> _WHAT THE EXERCISE ASKS_
Copy every line of the records below word for word, but leave out the pictures.

◆ ◆ ◆

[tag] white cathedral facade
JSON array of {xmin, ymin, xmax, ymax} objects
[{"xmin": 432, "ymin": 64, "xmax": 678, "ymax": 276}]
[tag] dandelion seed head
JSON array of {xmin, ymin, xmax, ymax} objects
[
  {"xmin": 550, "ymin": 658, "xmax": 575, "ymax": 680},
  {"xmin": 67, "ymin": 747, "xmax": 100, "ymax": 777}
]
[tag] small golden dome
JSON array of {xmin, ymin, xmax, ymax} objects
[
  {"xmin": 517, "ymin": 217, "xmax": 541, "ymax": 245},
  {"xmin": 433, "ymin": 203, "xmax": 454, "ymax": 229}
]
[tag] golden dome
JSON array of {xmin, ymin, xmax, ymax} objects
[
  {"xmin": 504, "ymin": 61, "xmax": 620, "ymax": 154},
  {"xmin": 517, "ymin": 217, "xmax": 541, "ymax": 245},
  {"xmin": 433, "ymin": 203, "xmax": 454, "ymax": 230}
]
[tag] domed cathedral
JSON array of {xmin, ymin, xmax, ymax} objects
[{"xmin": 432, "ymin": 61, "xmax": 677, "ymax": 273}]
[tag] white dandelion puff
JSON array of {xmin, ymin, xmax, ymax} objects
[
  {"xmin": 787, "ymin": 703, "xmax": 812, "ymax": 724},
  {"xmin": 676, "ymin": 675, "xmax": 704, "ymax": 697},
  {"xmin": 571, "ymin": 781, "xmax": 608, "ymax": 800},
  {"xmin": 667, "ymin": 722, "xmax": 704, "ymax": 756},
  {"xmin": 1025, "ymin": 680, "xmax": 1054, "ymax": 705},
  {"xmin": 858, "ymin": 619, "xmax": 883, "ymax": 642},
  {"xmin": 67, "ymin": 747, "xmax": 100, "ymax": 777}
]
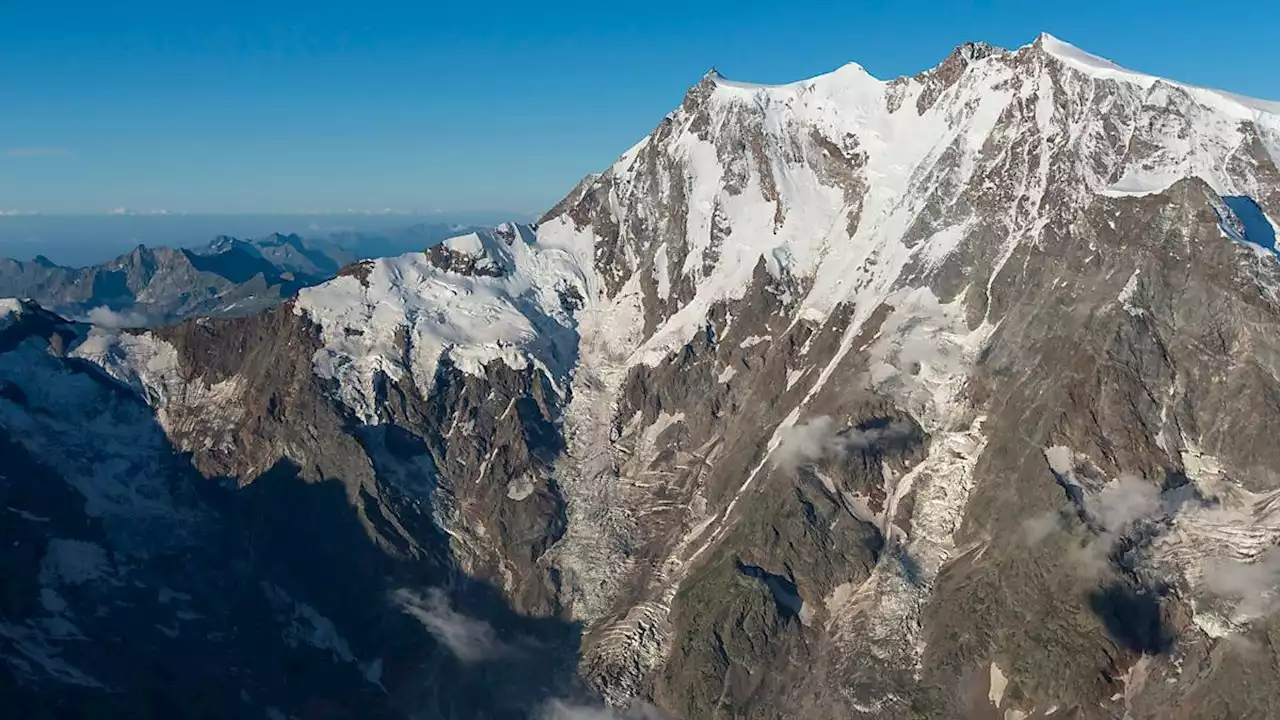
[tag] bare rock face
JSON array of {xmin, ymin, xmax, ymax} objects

◆ ◆ ◆

> _REPLY_
[tag] white cathedral facade
JSON array of {xmin, ymin, xmax, ymax} objects
[{"xmin": 432, "ymin": 64, "xmax": 678, "ymax": 276}]
[tag] dandelion seed head
JSON array of {xmin, ymin, xmax, ymax} objects
[
  {"xmin": 550, "ymin": 658, "xmax": 575, "ymax": 680},
  {"xmin": 67, "ymin": 747, "xmax": 100, "ymax": 777}
]
[tag] small golden dome
JSON array of {xmin, ymin, xmax, ymax} objects
[
  {"xmin": 517, "ymin": 217, "xmax": 541, "ymax": 245},
  {"xmin": 433, "ymin": 203, "xmax": 454, "ymax": 229}
]
[tag] golden dome
JSON array of {xmin, ymin, xmax, ymax} objects
[
  {"xmin": 504, "ymin": 61, "xmax": 620, "ymax": 154},
  {"xmin": 517, "ymin": 217, "xmax": 541, "ymax": 245},
  {"xmin": 433, "ymin": 203, "xmax": 454, "ymax": 230}
]
[tag] domed cathedral
JSON array of {xmin, ymin, xmax, ymax} objects
[{"xmin": 432, "ymin": 61, "xmax": 677, "ymax": 273}]
[tag] white dandelion puff
JSON array of {xmin, ymin, xmax, ymax} objects
[
  {"xmin": 787, "ymin": 703, "xmax": 812, "ymax": 724},
  {"xmin": 676, "ymin": 675, "xmax": 704, "ymax": 697},
  {"xmin": 571, "ymin": 781, "xmax": 608, "ymax": 800},
  {"xmin": 667, "ymin": 722, "xmax": 704, "ymax": 756},
  {"xmin": 1025, "ymin": 680, "xmax": 1054, "ymax": 705},
  {"xmin": 858, "ymin": 619, "xmax": 883, "ymax": 642},
  {"xmin": 67, "ymin": 747, "xmax": 100, "ymax": 777}
]
[tag] bare rock face
JSON array of {xmin, ymin, xmax, ymax} objects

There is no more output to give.